*** Opening Material for this task ***

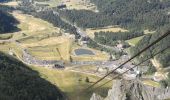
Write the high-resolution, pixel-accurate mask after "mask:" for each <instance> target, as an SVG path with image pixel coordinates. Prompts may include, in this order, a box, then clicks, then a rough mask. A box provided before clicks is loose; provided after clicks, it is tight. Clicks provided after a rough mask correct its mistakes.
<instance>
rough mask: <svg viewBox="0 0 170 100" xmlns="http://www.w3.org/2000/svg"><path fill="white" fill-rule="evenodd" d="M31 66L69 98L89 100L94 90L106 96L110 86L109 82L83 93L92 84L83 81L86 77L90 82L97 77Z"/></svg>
mask: <svg viewBox="0 0 170 100" xmlns="http://www.w3.org/2000/svg"><path fill="white" fill-rule="evenodd" d="M31 68H32V69H34V70H36V71H38V72H39V73H40V75H41V77H43V78H44V79H46V80H48V81H50V82H51V83H53V84H54V85H56V86H58V87H59V88H60V89H61V90H62V91H63V92H64V93H66V95H67V96H68V97H69V99H70V100H89V98H90V97H91V95H92V92H96V93H99V94H100V95H102V96H106V95H107V94H106V93H107V91H108V89H109V88H110V87H111V83H110V84H107V85H105V86H103V87H102V88H100V89H98V90H96V91H90V92H88V93H84V89H85V88H86V87H88V86H89V85H91V84H92V83H87V82H85V79H86V77H89V79H90V82H95V81H97V79H99V77H96V76H91V75H86V74H80V73H75V72H69V71H67V70H53V69H47V68H42V67H31ZM79 79H82V81H79ZM104 81H105V82H106V80H104ZM82 92H83V93H82Z"/></svg>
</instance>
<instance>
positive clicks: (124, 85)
mask: <svg viewBox="0 0 170 100" xmlns="http://www.w3.org/2000/svg"><path fill="white" fill-rule="evenodd" d="M168 98H170V89H169V88H166V89H165V88H155V87H150V86H146V85H143V84H142V83H140V81H136V80H135V81H124V80H118V81H116V82H114V84H113V87H112V89H111V90H109V92H108V96H107V97H106V98H102V97H100V96H99V95H97V94H93V96H92V97H91V99H90V100H164V99H168Z"/></svg>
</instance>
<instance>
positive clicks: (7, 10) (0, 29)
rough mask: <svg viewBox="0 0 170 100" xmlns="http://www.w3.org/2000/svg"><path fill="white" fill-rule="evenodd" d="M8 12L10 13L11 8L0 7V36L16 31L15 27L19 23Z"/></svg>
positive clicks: (7, 7) (11, 9)
mask: <svg viewBox="0 0 170 100" xmlns="http://www.w3.org/2000/svg"><path fill="white" fill-rule="evenodd" d="M9 11H12V8H10V7H7V6H0V34H1V33H7V32H12V31H16V30H18V29H17V27H16V25H17V24H18V23H19V22H18V21H17V20H16V19H15V18H14V17H13V16H12V15H11V14H9V13H8V12H9Z"/></svg>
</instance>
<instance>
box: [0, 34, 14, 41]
mask: <svg viewBox="0 0 170 100" xmlns="http://www.w3.org/2000/svg"><path fill="white" fill-rule="evenodd" d="M12 37H13V34H0V40H8V39H11V38H12Z"/></svg>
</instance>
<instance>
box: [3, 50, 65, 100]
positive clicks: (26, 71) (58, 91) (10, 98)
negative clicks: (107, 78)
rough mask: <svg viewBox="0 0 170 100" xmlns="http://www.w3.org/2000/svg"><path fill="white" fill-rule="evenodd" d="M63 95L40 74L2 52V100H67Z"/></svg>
mask: <svg viewBox="0 0 170 100" xmlns="http://www.w3.org/2000/svg"><path fill="white" fill-rule="evenodd" d="M65 99H66V98H65V96H64V95H63V93H62V92H61V91H60V90H59V89H58V88H57V87H56V86H54V85H52V84H51V83H50V82H48V81H46V80H44V79H42V78H41V77H40V76H39V73H38V72H36V71H33V70H32V69H30V68H29V67H28V66H26V65H25V64H23V63H22V62H20V61H18V60H17V59H15V58H13V57H11V56H9V55H5V54H3V53H1V52H0V100H65Z"/></svg>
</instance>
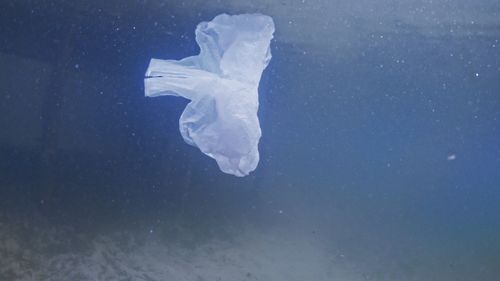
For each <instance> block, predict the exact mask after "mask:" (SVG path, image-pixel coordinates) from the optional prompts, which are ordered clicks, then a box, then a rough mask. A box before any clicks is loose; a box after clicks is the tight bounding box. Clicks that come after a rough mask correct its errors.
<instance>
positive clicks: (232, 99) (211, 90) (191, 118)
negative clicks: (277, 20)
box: [144, 14, 274, 177]
mask: <svg viewBox="0 0 500 281" xmlns="http://www.w3.org/2000/svg"><path fill="white" fill-rule="evenodd" d="M195 33H196V42H197V43H198V45H199V46H200V54H199V55H197V56H192V57H187V58H184V59H182V60H179V61H177V60H160V59H151V62H150V64H149V67H148V69H147V71H146V78H145V80H144V84H145V95H146V96H148V97H157V96H163V95H171V96H181V97H184V98H187V99H189V100H191V102H190V103H189V104H188V105H187V106H186V109H185V110H184V112H183V113H182V115H181V117H180V120H179V130H180V132H181V134H182V137H183V138H184V140H185V141H186V143H188V144H190V145H193V146H196V147H198V148H199V149H200V150H201V151H202V152H203V153H204V154H206V155H208V156H210V157H212V158H213V159H215V160H216V161H217V164H218V165H219V168H220V170H221V171H223V172H224V173H228V174H232V175H235V176H239V177H242V176H246V175H248V174H249V173H250V172H251V171H253V170H255V169H256V167H257V164H258V163H259V150H258V144H259V140H260V137H261V129H260V124H259V119H258V116H257V111H258V108H259V99H258V87H259V82H260V78H261V75H262V72H263V70H264V69H265V68H266V66H267V65H268V63H269V61H270V59H271V51H270V43H271V39H272V38H273V33H274V22H273V20H272V18H271V17H269V16H266V15H261V14H242V15H232V16H231V15H227V14H221V15H218V16H216V17H215V18H214V19H213V20H212V21H210V22H201V23H200V24H198V26H197V28H196V32H195Z"/></svg>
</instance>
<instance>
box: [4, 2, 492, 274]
mask: <svg viewBox="0 0 500 281" xmlns="http://www.w3.org/2000/svg"><path fill="white" fill-rule="evenodd" d="M469 2H470V1H461V0H455V1H434V2H432V1H431V2H429V1H381V2H378V1H377V5H375V4H372V3H370V2H368V1H362V0H357V1H319V0H317V1H313V0H306V1H277V2H276V1H264V0H262V1H254V2H251V3H246V2H243V1H241V2H240V1H213V3H204V2H197V1H193V2H189V1H186V2H178V1H116V2H115V1H109V2H106V3H104V4H100V3H99V2H98V1H90V2H89V1H64V0H60V1H43V2H40V1H29V0H26V1H3V2H2V3H1V4H0V15H1V16H0V92H1V96H0V116H1V118H0V130H1V132H2V133H1V134H0V279H2V280H33V278H35V279H34V280H197V281H200V280H207V281H209V280H224V281H225V280H231V281H232V280H260V281H262V280H270V281H274V280H311V281H315V280H317V281H322V280H342V281H344V280H346V281H351V280H440V281H441V280H454V281H455V280H488V281H489V280H492V281H494V280H500V270H499V269H500V254H499V253H500V20H499V19H500V5H499V4H498V3H497V2H495V1H486V0H481V1H475V2H474V3H469ZM222 12H228V13H243V12H261V13H265V14H268V15H270V16H272V17H273V19H274V21H275V25H276V33H275V39H274V40H273V42H272V46H271V48H272V54H273V58H272V60H271V63H270V64H269V66H268V68H267V69H266V70H265V72H264V74H263V77H262V80H261V84H260V88H259V93H260V109H259V118H260V122H261V127H262V132H263V137H262V139H261V142H260V146H259V149H260V153H261V160H260V163H259V166H258V168H257V170H256V171H255V172H253V173H252V174H251V175H250V176H248V177H245V178H237V177H233V176H230V175H226V174H223V173H222V172H220V171H219V169H218V167H217V165H216V163H215V162H214V161H213V160H212V159H210V158H208V157H206V156H204V155H203V154H201V153H200V152H199V151H197V148H194V147H191V146H189V145H187V144H186V143H184V141H183V140H182V137H181V136H180V134H179V131H178V118H179V116H180V114H181V113H182V111H183V109H184V107H185V105H186V104H187V102H188V101H187V100H184V99H182V98H175V97H162V98H155V99H148V98H145V97H144V89H143V76H144V72H145V69H146V68H147V65H148V63H149V60H150V58H162V59H180V58H184V57H186V56H190V55H194V54H197V52H198V47H197V44H196V42H195V40H194V28H195V27H196V24H198V23H199V22H200V21H206V20H211V19H212V18H213V17H214V16H215V15H217V14H219V13H222ZM117 241H118V242H117ZM123 241H129V242H123ZM130 241H134V242H130ZM127 243H128V244H127ZM148 245H149V246H148ZM151 245H152V246H151ZM172 245H175V246H172ZM221 245H222V246H221ZM162 247H165V249H167V248H168V249H172V247H173V248H174V249H176V250H175V251H173V252H172V251H170V252H169V251H165V252H163V251H160V249H163V248H162ZM200 249H201V250H200ZM177 252H181V253H185V254H171V253H177ZM186 256H190V257H191V258H186ZM221 256H224V258H221ZM273 265H274V266H273ZM165 268H166V269H165ZM96 272H98V273H99V274H97V273H96ZM94 273H95V274H94ZM30 278H32V279H30ZM127 278H128V279H127Z"/></svg>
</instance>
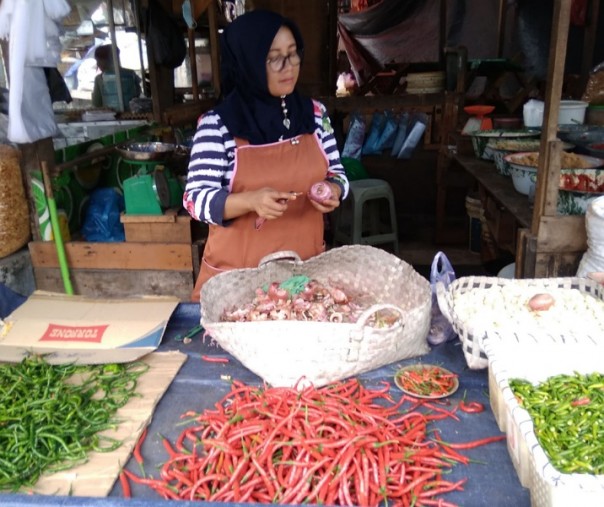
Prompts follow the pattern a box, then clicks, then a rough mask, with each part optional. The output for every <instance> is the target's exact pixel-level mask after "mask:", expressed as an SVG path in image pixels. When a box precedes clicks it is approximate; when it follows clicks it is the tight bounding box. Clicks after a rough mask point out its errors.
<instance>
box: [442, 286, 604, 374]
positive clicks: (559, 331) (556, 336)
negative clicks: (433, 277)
mask: <svg viewBox="0 0 604 507" xmlns="http://www.w3.org/2000/svg"><path fill="white" fill-rule="evenodd" d="M506 286H507V287H510V288H513V289H515V290H516V289H517V290H519V291H522V292H523V293H524V292H525V293H526V295H527V298H530V296H531V295H533V294H536V293H539V292H548V291H557V290H571V289H576V290H578V291H580V292H581V293H582V294H584V295H591V296H593V297H595V298H597V299H598V300H600V301H604V287H603V286H602V285H599V284H598V283H596V282H595V281H594V280H590V279H587V278H577V277H567V278H535V279H526V280H519V279H513V280H510V279H506V278H497V277H483V276H468V277H461V278H458V279H457V280H455V281H453V282H452V283H451V284H450V285H449V287H448V288H445V286H444V285H443V284H437V287H436V291H437V292H436V293H437V298H438V305H439V307H440V309H441V311H442V313H443V315H445V316H446V317H447V319H448V320H449V322H451V324H452V326H453V328H454V329H455V331H456V332H457V334H458V335H459V338H460V340H461V342H462V349H463V353H464V357H465V359H466V362H467V363H468V366H469V367H470V368H473V369H481V368H486V367H487V366H488V357H487V354H486V353H485V350H484V345H483V342H484V341H485V339H487V338H488V339H489V340H491V339H492V340H496V341H504V342H505V344H506V346H508V347H524V346H528V347H530V346H531V345H539V346H541V347H547V346H548V345H551V344H556V343H561V344H568V343H582V342H585V343H588V344H589V343H604V328H603V329H601V330H600V331H601V332H590V333H585V331H584V330H583V328H584V326H585V324H586V323H585V322H582V325H577V323H576V321H573V320H571V321H569V323H568V324H569V325H568V326H565V327H560V328H557V329H553V330H552V329H549V330H546V329H542V328H540V327H539V326H538V325H533V326H529V327H527V326H526V325H524V324H523V323H522V322H519V321H518V320H517V318H516V315H514V312H513V311H511V310H510V313H509V314H499V315H498V319H499V321H498V322H494V321H492V320H488V319H487V318H482V316H481V315H480V312H479V310H480V307H477V308H476V310H477V312H476V317H475V318H474V319H472V320H467V319H462V318H461V317H460V316H459V311H458V310H459V309H458V308H456V296H457V295H459V294H464V293H467V292H469V291H473V290H481V289H489V288H503V287H506Z"/></svg>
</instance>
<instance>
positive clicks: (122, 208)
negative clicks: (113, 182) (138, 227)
mask: <svg viewBox="0 0 604 507" xmlns="http://www.w3.org/2000/svg"><path fill="white" fill-rule="evenodd" d="M124 208H125V206H124V197H123V196H122V195H121V194H119V193H118V192H117V191H116V190H115V189H114V188H99V189H97V190H95V191H94V192H92V194H91V195H90V201H89V204H88V209H87V210H86V217H85V218H84V224H83V225H82V235H83V236H84V238H85V239H86V241H102V242H111V241H124V240H125V239H126V234H125V232H124V225H123V224H122V223H121V221H120V213H121V212H122V211H124Z"/></svg>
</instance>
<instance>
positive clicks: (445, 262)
mask: <svg viewBox="0 0 604 507" xmlns="http://www.w3.org/2000/svg"><path fill="white" fill-rule="evenodd" d="M454 280H455V271H454V270H453V266H451V263H450V262H449V259H448V258H447V256H446V255H445V254H444V253H443V252H438V253H437V254H436V255H435V256H434V259H433V260H432V268H431V270H430V286H431V287H432V311H431V319H430V332H429V333H428V343H429V344H430V345H439V344H440V343H445V342H446V341H449V340H452V339H454V338H455V336H456V334H455V330H454V329H453V326H452V325H451V323H450V322H449V321H448V320H447V318H446V317H445V316H444V315H443V314H442V312H441V311H440V307H439V306H438V299H437V297H436V284H437V283H439V282H440V283H442V284H443V285H444V286H445V287H448V286H449V285H450V284H451V283H452V282H453V281H454Z"/></svg>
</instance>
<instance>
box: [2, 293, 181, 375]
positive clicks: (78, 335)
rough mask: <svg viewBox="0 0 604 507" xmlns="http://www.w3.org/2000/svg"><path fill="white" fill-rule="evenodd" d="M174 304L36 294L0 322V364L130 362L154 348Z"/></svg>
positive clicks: (173, 299)
mask: <svg viewBox="0 0 604 507" xmlns="http://www.w3.org/2000/svg"><path fill="white" fill-rule="evenodd" d="M179 301H180V300H179V299H178V298H175V297H170V296H145V297H139V298H127V299H94V298H90V297H85V296H68V295H65V294H56V293H50V292H42V291H36V292H34V293H33V294H32V295H31V296H30V297H29V298H28V299H27V301H25V303H23V304H22V305H21V306H19V307H18V308H17V309H16V310H15V311H14V312H13V313H11V314H10V315H9V316H8V317H7V318H6V319H5V320H4V321H2V320H0V361H4V362H19V361H21V360H22V359H23V358H24V357H25V356H27V355H29V354H40V355H44V357H45V359H46V360H47V361H48V362H49V363H53V364H60V363H72V362H77V363H81V364H101V363H123V362H129V361H134V360H136V359H138V358H140V357H142V356H144V355H145V354H148V353H150V352H153V351H154V350H155V349H156V348H157V346H158V345H159V344H160V342H161V339H162V336H163V334H164V332H165V330H166V326H167V324H168V320H169V319H170V316H171V315H172V312H173V311H174V309H175V308H176V306H177V305H178V303H179Z"/></svg>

*** Closing Material for this task ***

Gather every line in the data above that contains the string "negative", and copy each one in full.

negative clicks: (107, 78)
negative clicks: (277, 20)
negative clicks: (433, 277)
negative clicks: (113, 182) (138, 227)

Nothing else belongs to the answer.